> [Rows]

──────────

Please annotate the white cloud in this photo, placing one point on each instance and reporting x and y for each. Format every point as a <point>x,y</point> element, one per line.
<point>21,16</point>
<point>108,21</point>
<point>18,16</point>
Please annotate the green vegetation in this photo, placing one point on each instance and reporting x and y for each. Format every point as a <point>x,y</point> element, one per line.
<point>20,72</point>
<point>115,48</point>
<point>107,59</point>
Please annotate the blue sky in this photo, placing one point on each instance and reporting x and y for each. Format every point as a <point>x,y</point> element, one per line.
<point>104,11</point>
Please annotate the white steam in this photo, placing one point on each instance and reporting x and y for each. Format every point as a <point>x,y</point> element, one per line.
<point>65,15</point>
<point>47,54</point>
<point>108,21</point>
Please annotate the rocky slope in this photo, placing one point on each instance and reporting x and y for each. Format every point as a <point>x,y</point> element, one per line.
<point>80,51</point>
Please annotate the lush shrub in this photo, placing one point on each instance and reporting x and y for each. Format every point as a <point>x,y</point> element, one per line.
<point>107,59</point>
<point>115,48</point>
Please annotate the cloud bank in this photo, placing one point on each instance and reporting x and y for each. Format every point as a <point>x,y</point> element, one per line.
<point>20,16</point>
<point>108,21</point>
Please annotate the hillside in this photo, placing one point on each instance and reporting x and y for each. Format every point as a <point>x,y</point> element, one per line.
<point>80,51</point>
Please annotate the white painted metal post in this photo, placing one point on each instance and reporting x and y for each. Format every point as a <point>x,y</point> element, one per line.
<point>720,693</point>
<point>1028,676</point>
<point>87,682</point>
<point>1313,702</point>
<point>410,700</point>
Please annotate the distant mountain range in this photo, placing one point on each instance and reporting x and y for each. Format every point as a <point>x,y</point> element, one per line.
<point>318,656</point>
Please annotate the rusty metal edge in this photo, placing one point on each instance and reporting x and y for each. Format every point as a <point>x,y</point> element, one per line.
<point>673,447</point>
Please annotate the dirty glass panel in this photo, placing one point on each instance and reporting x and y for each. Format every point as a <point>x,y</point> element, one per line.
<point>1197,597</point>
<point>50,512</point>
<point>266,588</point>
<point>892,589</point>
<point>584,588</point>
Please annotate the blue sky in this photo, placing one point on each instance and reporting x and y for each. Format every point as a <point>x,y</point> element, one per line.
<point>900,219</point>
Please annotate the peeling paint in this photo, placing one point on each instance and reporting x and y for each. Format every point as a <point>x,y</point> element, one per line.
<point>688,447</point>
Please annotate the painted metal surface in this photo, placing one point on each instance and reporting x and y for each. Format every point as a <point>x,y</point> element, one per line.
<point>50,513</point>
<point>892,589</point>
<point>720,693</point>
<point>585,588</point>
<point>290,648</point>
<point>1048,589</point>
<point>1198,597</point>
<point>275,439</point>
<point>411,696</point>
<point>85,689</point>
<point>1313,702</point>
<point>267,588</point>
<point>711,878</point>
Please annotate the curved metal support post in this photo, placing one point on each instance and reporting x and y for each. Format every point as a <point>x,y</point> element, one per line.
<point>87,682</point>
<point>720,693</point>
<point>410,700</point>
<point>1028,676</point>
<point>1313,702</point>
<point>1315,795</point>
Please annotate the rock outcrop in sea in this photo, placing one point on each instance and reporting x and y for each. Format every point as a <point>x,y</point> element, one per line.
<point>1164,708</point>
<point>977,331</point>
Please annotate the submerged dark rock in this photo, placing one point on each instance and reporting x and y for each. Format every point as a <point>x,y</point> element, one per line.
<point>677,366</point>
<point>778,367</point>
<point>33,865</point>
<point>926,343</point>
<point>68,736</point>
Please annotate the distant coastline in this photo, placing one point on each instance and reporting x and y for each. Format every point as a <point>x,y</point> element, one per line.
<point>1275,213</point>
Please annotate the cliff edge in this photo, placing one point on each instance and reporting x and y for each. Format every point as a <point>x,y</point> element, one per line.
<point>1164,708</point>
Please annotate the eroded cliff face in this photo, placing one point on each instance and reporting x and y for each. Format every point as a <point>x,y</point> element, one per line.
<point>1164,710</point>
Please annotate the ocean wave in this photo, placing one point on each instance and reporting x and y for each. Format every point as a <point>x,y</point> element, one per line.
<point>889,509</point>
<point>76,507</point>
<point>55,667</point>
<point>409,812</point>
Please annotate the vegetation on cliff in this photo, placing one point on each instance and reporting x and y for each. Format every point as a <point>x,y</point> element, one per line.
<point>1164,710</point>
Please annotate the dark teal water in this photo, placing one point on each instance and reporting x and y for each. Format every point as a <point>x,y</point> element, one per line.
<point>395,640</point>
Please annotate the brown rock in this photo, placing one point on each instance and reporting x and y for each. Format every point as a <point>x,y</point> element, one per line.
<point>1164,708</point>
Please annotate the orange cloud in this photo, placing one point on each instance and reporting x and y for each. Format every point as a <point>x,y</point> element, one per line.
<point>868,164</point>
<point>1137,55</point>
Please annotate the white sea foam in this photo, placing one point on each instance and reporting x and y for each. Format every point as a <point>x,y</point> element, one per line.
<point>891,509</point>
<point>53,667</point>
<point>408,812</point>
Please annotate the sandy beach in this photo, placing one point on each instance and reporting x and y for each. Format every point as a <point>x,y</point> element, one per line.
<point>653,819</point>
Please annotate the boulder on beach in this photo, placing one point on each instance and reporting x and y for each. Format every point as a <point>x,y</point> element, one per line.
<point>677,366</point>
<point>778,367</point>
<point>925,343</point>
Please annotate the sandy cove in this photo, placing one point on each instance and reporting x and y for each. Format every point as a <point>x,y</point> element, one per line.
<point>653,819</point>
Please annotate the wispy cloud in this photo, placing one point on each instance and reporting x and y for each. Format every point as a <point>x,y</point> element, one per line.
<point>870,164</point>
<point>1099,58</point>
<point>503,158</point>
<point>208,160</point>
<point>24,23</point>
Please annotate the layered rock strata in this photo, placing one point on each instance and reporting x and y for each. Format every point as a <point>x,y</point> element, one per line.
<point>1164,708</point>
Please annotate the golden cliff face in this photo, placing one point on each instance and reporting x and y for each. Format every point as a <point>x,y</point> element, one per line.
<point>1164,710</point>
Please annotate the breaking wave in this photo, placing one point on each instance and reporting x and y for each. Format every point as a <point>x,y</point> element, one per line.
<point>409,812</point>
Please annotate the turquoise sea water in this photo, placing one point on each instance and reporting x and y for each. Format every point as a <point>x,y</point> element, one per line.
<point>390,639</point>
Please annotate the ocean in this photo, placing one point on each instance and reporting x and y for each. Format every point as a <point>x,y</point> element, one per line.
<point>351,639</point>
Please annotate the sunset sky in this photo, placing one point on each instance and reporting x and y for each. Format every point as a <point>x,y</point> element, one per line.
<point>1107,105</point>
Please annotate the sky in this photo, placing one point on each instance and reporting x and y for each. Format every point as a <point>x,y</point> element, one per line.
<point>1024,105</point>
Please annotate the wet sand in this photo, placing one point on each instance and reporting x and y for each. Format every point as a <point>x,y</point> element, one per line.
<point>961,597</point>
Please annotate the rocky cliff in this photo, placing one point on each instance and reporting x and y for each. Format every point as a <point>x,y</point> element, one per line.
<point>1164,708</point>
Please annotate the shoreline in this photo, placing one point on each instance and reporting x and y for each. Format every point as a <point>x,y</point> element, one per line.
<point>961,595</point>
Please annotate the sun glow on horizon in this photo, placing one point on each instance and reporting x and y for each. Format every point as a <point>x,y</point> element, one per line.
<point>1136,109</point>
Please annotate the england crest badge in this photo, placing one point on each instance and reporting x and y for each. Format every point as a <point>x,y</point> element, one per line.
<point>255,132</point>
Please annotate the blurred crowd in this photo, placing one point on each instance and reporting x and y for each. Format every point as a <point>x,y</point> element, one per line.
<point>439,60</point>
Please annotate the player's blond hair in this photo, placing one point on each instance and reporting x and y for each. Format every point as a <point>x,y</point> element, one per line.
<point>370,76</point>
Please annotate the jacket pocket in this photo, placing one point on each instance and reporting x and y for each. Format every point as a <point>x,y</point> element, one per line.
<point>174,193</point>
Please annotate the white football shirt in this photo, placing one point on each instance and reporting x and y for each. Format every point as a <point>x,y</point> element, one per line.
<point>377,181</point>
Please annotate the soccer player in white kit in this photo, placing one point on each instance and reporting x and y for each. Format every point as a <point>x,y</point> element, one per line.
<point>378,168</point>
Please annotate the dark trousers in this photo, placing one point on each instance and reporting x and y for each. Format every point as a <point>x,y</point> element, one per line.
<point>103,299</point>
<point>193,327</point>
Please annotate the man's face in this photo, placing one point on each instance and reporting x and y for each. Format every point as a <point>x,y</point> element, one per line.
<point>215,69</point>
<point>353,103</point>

──────────

> [Objective] Could you copy the lines from the one with "Please annotate the curved" to the one with "<point>1315,795</point>", both included, without any changes?

> [Problem solution]
Please annotate the curved metal support post in this photo, placing one point on each instance and reporting x and y for each. Format every point as a <point>x,y</point> element, one per line.
<point>87,682</point>
<point>720,693</point>
<point>410,700</point>
<point>1028,676</point>
<point>1313,702</point>
<point>1315,795</point>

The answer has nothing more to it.